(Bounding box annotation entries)
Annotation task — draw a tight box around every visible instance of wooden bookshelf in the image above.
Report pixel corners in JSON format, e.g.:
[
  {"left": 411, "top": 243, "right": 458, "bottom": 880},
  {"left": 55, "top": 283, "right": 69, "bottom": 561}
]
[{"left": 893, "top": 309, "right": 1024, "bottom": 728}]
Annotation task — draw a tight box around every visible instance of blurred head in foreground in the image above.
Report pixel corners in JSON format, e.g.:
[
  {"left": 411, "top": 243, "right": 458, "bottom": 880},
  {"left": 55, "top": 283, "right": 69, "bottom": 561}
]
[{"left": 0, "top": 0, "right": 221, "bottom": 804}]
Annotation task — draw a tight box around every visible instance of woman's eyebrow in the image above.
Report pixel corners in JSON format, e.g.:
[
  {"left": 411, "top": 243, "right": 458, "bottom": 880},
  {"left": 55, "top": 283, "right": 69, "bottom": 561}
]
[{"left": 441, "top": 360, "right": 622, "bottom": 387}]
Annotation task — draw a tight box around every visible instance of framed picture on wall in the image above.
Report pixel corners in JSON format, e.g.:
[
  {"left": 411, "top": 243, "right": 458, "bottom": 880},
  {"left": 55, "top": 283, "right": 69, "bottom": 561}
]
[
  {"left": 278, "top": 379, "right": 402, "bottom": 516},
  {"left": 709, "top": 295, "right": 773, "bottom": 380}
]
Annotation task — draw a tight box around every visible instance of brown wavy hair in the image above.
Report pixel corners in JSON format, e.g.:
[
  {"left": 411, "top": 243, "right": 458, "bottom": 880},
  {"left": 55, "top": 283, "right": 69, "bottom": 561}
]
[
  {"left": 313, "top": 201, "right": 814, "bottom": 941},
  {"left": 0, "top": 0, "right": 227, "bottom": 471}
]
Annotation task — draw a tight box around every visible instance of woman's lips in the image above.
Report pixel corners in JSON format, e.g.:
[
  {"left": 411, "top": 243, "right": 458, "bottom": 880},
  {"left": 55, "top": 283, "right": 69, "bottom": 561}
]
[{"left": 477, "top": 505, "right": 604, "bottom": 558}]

(EXERCISE DIRECTIONS) Reproduce every row above verbatim, without changing a single character.

(ANSWER BELOW)
Annotation task — draw a tight box around every visible instance of wooden bookshelf in the image above.
Report pixel corners in JSON format, e.g.:
[
  {"left": 411, "top": 243, "right": 458, "bottom": 880},
  {"left": 55, "top": 283, "right": 69, "bottom": 561}
]
[{"left": 893, "top": 309, "right": 1024, "bottom": 728}]
Annotation task — draw a tight box around every visible instance of blurred head in foreground in the image above.
Report pixel corners in JSON format, e.g.:
[
  {"left": 411, "top": 243, "right": 458, "bottom": 880},
  {"left": 55, "top": 283, "right": 69, "bottom": 561}
]
[{"left": 0, "top": 0, "right": 221, "bottom": 804}]
Annotation task — draw a tight box around every visible instance of woman's eyebrow in the image above.
Report pixel corners in JSON format, e.g.:
[
  {"left": 411, "top": 243, "right": 458, "bottom": 880},
  {"left": 55, "top": 283, "right": 69, "bottom": 561}
]
[{"left": 441, "top": 360, "right": 622, "bottom": 387}]
Annotation task — draw a tight box around every visible instance of framed picture on wall in the image above.
Report pixel corners in JSON format, e.g.:
[
  {"left": 411, "top": 243, "right": 458, "bottom": 880},
  {"left": 55, "top": 283, "right": 69, "bottom": 561}
]
[
  {"left": 278, "top": 379, "right": 402, "bottom": 516},
  {"left": 709, "top": 295, "right": 773, "bottom": 380}
]
Annotation task — draw a tight box around every visible instance of brown wavy hair in the image above.
Report pixel corners in JSON format, e.g.:
[
  {"left": 411, "top": 243, "right": 458, "bottom": 880},
  {"left": 55, "top": 283, "right": 69, "bottom": 561}
]
[
  {"left": 313, "top": 201, "right": 814, "bottom": 941},
  {"left": 0, "top": 0, "right": 227, "bottom": 471}
]
Annotation task — draw a tight box around every visible instance of woman's lips in the image above.
Report pixel corners in JSON format, e.g.:
[
  {"left": 411, "top": 243, "right": 458, "bottom": 880},
  {"left": 55, "top": 283, "right": 69, "bottom": 561}
]
[{"left": 477, "top": 505, "right": 604, "bottom": 558}]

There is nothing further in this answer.